Task goal:
The lines you need are those holding the word "this"; pull them from the material.

The data:

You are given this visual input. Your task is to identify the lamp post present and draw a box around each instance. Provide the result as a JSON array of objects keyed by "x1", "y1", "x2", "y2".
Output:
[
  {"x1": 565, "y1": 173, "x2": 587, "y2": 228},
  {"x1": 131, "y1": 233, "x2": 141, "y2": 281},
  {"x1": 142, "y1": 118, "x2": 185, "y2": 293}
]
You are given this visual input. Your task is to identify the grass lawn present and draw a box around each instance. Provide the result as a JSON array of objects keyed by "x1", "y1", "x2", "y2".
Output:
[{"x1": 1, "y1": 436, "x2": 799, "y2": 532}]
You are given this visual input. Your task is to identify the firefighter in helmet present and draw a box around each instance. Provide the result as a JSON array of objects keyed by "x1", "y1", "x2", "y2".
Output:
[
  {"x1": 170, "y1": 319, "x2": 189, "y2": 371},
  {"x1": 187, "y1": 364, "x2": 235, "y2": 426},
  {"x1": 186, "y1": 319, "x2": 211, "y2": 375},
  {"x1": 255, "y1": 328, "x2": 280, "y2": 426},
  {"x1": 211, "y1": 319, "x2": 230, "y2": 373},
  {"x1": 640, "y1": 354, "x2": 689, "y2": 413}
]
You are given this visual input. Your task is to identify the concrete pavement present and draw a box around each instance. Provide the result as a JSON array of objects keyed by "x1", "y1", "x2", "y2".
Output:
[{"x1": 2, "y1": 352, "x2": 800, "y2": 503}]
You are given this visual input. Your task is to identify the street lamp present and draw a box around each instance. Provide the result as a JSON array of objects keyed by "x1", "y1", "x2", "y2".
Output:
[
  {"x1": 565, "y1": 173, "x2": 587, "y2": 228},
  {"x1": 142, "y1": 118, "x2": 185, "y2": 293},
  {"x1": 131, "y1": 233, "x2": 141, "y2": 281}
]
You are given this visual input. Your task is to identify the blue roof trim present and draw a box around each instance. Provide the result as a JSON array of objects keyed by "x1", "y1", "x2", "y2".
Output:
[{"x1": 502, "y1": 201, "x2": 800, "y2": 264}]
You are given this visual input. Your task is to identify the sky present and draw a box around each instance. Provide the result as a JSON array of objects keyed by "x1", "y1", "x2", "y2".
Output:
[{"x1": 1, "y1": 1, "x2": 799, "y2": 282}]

Finished task:
You are given this visual input. Your task is to identify the lamp post present and draw a box around each instance. Provide the result as a JSON array of objects keyed by "x1", "y1", "x2", "y2".
You are given this visual input. Your task is to identify the grass lawn present and draw a box around each instance. Provide the result as a JSON array of objects keyed by "x1", "y1", "x2", "y2".
You are given this visual input. Your task is to identify the firefighter in helmet present and draw a box around each instance. Provide the result as a JSON array of objects keyed by "x1", "y1", "x2", "y2".
You are given this visual input. Your task is to identify the concrete pavement present and draw a box around each instance. Provide the result as a JSON array of objects keyed by "x1", "y1", "x2", "y2".
You are given this visual input. Your task is to identify the street lamp present and draw a box around each instance. Provide the result as a JSON array of objects keyed by "x1", "y1", "x2", "y2".
You are given this visual input. Your task is to identify the blue roof trim present and draw a box around each instance. Provide the result as a JSON array of objects keyed by "x1", "y1", "x2", "y2".
You are given this visual input. Your task is to identify the sky present and draw a box around each instance. Provide the result as a JSON array of objects keyed by "x1", "y1", "x2", "y2".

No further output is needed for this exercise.